(Dataset records about object locations)
########################################

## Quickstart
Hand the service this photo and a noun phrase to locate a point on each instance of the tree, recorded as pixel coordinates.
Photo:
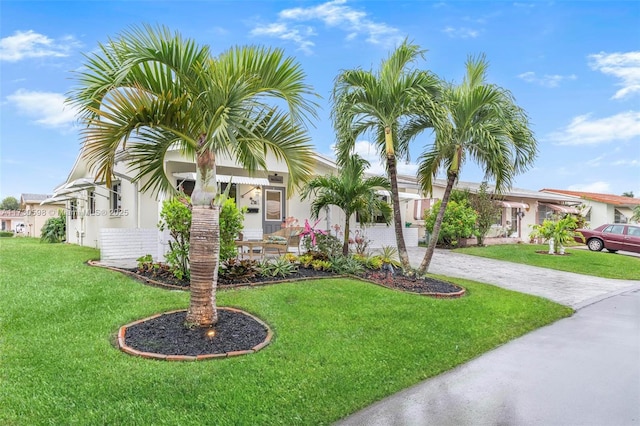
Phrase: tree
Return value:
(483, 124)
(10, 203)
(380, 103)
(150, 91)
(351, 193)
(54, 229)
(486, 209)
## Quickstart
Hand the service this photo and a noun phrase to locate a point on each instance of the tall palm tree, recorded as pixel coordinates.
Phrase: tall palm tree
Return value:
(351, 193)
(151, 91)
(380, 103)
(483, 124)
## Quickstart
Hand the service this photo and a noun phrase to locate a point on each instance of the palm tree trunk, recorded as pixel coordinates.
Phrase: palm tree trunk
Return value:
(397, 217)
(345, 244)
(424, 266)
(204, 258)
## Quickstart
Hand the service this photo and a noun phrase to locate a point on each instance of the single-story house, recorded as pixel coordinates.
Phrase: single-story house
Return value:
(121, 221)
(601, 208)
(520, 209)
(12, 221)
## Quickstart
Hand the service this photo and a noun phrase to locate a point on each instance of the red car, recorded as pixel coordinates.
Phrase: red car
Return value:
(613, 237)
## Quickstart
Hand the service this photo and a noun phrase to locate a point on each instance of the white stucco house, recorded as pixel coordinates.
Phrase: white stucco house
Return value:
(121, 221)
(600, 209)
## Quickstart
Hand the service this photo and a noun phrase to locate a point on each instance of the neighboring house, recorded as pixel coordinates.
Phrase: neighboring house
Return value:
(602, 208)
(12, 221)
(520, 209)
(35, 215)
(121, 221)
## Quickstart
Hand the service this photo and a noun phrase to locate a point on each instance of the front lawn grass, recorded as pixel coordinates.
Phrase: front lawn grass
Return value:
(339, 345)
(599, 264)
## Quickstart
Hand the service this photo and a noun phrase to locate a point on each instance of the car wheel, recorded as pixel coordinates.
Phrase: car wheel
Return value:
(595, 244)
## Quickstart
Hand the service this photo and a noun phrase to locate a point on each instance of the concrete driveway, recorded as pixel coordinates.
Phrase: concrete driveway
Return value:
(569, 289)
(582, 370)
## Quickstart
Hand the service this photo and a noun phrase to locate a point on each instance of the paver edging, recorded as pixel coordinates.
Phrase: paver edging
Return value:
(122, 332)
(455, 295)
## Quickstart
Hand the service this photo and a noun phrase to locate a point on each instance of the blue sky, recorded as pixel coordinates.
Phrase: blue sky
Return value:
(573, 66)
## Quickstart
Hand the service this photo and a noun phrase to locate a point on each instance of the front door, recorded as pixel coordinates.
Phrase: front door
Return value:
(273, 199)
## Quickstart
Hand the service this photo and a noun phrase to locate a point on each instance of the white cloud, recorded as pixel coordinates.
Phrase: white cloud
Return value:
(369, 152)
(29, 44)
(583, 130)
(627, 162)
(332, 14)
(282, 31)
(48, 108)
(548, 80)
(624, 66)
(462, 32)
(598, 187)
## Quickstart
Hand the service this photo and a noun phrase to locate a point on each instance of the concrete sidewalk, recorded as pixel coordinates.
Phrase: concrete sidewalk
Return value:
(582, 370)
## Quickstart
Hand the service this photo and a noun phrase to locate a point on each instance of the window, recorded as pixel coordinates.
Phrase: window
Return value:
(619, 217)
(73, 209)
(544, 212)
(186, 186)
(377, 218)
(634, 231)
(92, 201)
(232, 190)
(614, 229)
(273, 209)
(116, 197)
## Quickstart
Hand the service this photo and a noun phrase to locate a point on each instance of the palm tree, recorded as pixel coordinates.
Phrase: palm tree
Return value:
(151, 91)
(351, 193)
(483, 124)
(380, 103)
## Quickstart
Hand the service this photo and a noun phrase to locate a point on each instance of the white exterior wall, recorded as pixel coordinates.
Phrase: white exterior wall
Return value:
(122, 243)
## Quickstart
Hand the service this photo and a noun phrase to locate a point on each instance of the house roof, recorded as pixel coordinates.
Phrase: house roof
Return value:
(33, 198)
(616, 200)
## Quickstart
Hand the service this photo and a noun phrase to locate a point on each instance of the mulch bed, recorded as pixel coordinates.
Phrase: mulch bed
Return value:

########################################

Your task is to return the entries above exactly, with no pictures.

WRITTEN ANSWER >>
## Quickstart
Hand the service this photo and a noun phrase to locate a point on each instance of the tree, recorded as pixel coordinates.
Photo:
Phrase: tree
Return value:
(483, 124)
(10, 203)
(380, 103)
(150, 91)
(351, 193)
(54, 229)
(486, 209)
## Quickstart
Hand the service this photo and a noun phrase to locate a point on each instance of the tall palm tree, recorded as pixel coordinates.
Phrase: tall palm tree
Return value:
(351, 193)
(151, 91)
(380, 103)
(483, 124)
## Quickstart
Hand the service this photo and a noun phrase to locate a point on each instance of the palm tree trunk, recorded as pixel coordinates.
Phrase: palm tree trunk
Return value:
(397, 217)
(345, 244)
(424, 266)
(204, 258)
## Quickstart
Hand the service this photo and a noun phrase to locate a point on each instance of the single-story house, recorded as pixel coordinates.
Phrase: single-story house
Return value:
(121, 221)
(601, 208)
(520, 209)
(12, 221)
## Quickstart
Hand the service this photo and a noun phrase to locate a point on each instance of the red car, recorded as pixel coordinates.
Phrase: red car
Return value:
(613, 237)
## Quickstart
Hand the service this photo and a noun phrase to locate a point on each instance of the white stucco house, recorded as pixel coordinates.
Phrase: white stucco house
Return value:
(121, 221)
(600, 209)
## Quickstart
Hand the service this photo and a noun phrase to locate a point on each instance of the neighboring house, recorded as pixel coordinates.
Phrase: neighboring house
Return value:
(602, 208)
(12, 221)
(520, 209)
(35, 215)
(121, 221)
## Quickstart
Hand the service this photo and a noun phrase to locate a point on each instance of the front lawn grass, recorded as pixel coordinates.
Phrase: front lawn grass
Return value:
(339, 345)
(599, 264)
## Quickstart
Hand the service this photo and a noun phrase to locate a point on each instance of the car wheel, recorded as pixel coordinates.
Phrase: car wheel
Return value:
(595, 244)
## Quickstart
Hand the service this photo and a noun phrase to locate a point on each instance of the concrete driveway, recorded as pixel coordinates.
Phrase: concrete driveway
Return value:
(569, 289)
(582, 370)
## Quickstart
Hand the service this photo and a noun phrase to locate a point on each instance of the paver edging, recorded as pixel coordinates.
Phrase: paver edging
Return value:
(122, 332)
(455, 295)
## Quickstart
Hand the service this photo and a noun phrase to locate a point on each instance of the blue sky, recorded as pixel coordinates.
Phrase: blue sky
Return value:
(573, 66)
## Quickstart
Hand the service this photo and a noun phrase to locate a point on each instance of the front door, recorded as pixel coordinates.
Phrase: front door
Return value:
(273, 199)
## Quickstart
Hand the service this photo and a noun phrase to locate a point on each instance of the white cloud, recorded as pixel coordinates.
Phrase: white cloud
Return value:
(369, 152)
(29, 44)
(583, 130)
(627, 162)
(332, 14)
(282, 31)
(48, 108)
(548, 80)
(624, 66)
(462, 32)
(598, 187)
## Quickstart
Hand the service this photo and a noun phrase to locate a point on each instance of the concrete sidewalk, recorded as pixel coordinates.
Phrase: concrete sidewalk
Return value:
(582, 370)
## Quickstart
Hand the service this photo and a noun phrase to locate a point on each instance of the window, recorded as pixel coordinates.
Phrase: window
Return value:
(619, 217)
(73, 209)
(544, 212)
(186, 186)
(377, 218)
(634, 231)
(92, 201)
(232, 190)
(614, 229)
(273, 209)
(116, 197)
## Quickstart
Hand the service this photo and a noun phrase to locate a point on each instance of the palm tree, recorded as pixel coordinates.
Phrase: palm tree
Return value:
(151, 91)
(351, 193)
(483, 124)
(380, 103)
## Quickstart
Hand the service this photo and a noun phrase to locate a point on each instance of the white exterior wall, recorded as pixel coordinates.
Phrase: white exterior wall
Return value:
(122, 243)
## Quickstart
Hand the service this photo and a noun phrase to locate a point on each instance of the house roof, recorded as pixel coordinates.
Phrase: house roof
Return value:
(33, 198)
(616, 200)
## Quickstart
Hand the service this photo and a noun phrase to locate a point on each instance of the mulch bed, recorded as pixel coordinates.
Phrase: mulch bed
Return value:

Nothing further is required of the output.